Goal — In the records below, take the part that starts with the line containing "Scan the image above for quaker oats box." and runs through the end of the records, and write it out again with "quaker oats box" swapped for "oatmeal canister", leaving everything else the same.
════════
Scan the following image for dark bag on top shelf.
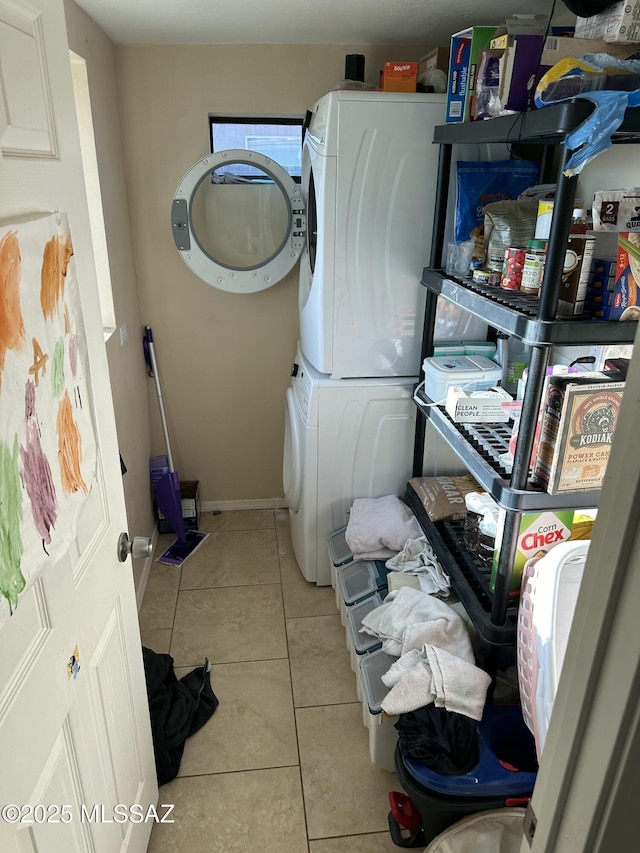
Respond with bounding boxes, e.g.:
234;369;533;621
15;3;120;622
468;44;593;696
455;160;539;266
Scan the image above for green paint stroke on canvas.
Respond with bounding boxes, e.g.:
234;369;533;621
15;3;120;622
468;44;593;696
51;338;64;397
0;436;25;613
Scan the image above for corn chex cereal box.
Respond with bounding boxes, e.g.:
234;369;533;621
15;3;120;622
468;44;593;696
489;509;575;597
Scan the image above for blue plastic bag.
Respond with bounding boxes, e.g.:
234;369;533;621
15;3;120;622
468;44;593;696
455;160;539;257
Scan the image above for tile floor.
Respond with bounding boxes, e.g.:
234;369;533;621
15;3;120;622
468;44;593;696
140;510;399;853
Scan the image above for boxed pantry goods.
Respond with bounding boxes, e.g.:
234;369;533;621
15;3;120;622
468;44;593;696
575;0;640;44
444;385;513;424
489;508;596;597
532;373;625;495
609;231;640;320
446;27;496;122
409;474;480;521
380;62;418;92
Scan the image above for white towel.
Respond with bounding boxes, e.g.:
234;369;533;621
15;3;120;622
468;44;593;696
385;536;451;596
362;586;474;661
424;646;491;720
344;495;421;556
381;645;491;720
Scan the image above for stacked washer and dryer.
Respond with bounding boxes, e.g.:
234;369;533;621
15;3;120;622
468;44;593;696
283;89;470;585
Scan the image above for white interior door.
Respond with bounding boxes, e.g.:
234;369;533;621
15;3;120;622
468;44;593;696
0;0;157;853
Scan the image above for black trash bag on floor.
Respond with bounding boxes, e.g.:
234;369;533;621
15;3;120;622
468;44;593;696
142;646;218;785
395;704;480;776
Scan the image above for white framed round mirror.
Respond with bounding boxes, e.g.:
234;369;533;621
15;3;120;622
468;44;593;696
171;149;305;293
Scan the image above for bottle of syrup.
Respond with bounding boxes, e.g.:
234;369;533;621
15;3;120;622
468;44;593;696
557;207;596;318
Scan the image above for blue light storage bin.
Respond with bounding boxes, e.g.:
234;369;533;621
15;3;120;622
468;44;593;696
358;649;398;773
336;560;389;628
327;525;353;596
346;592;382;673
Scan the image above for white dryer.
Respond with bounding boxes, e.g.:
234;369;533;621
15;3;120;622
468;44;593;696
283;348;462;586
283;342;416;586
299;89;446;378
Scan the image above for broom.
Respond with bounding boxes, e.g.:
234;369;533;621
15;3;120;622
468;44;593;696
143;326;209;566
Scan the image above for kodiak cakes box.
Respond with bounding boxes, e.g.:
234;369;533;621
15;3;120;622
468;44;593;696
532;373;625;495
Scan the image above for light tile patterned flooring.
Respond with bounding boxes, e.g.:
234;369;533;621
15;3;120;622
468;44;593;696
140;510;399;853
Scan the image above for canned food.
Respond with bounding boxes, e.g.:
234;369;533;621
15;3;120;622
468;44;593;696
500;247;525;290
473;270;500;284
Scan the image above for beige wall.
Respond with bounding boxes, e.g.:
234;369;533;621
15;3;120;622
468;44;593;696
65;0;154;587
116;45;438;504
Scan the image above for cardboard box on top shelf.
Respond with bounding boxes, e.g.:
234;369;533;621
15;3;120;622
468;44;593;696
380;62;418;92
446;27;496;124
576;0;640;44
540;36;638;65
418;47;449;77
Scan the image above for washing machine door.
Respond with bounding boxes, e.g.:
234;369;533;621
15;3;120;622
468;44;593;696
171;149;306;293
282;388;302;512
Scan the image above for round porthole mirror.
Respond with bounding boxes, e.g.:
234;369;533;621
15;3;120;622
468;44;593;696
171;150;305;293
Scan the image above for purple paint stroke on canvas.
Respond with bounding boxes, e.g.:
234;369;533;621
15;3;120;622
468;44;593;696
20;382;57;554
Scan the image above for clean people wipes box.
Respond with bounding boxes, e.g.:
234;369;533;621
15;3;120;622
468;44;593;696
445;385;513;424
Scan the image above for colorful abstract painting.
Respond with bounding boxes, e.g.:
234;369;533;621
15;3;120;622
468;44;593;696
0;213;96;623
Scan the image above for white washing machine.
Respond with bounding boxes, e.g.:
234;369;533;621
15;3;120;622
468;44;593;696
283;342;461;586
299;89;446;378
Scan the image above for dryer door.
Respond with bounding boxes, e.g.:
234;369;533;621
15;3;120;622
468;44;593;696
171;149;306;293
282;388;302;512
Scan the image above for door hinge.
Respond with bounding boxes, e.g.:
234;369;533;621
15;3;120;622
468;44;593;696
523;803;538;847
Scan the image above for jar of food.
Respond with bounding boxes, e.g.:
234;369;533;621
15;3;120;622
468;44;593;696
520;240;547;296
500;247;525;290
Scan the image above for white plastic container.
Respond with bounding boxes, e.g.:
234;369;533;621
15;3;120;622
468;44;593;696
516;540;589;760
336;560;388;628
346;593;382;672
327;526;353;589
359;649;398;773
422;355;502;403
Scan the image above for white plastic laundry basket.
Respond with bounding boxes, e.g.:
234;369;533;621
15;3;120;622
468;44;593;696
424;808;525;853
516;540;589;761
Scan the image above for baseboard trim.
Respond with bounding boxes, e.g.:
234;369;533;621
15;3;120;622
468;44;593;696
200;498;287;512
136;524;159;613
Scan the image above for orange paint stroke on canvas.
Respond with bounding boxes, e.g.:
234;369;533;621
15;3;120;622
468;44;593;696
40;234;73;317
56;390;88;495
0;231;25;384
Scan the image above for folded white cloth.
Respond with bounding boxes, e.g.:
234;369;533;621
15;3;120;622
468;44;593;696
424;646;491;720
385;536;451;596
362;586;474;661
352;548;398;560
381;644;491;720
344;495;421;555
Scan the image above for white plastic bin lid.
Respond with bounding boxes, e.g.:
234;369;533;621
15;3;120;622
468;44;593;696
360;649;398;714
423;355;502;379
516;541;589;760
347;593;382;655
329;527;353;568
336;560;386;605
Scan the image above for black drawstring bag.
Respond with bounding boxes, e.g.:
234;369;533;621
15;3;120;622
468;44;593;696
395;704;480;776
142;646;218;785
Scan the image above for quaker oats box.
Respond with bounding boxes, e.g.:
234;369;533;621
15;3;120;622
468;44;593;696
════════
In response —
Scan the image above for oatmeal canister.
Respond with bounding boxes, e.g.:
234;369;533;621
15;3;120;622
468;44;593;696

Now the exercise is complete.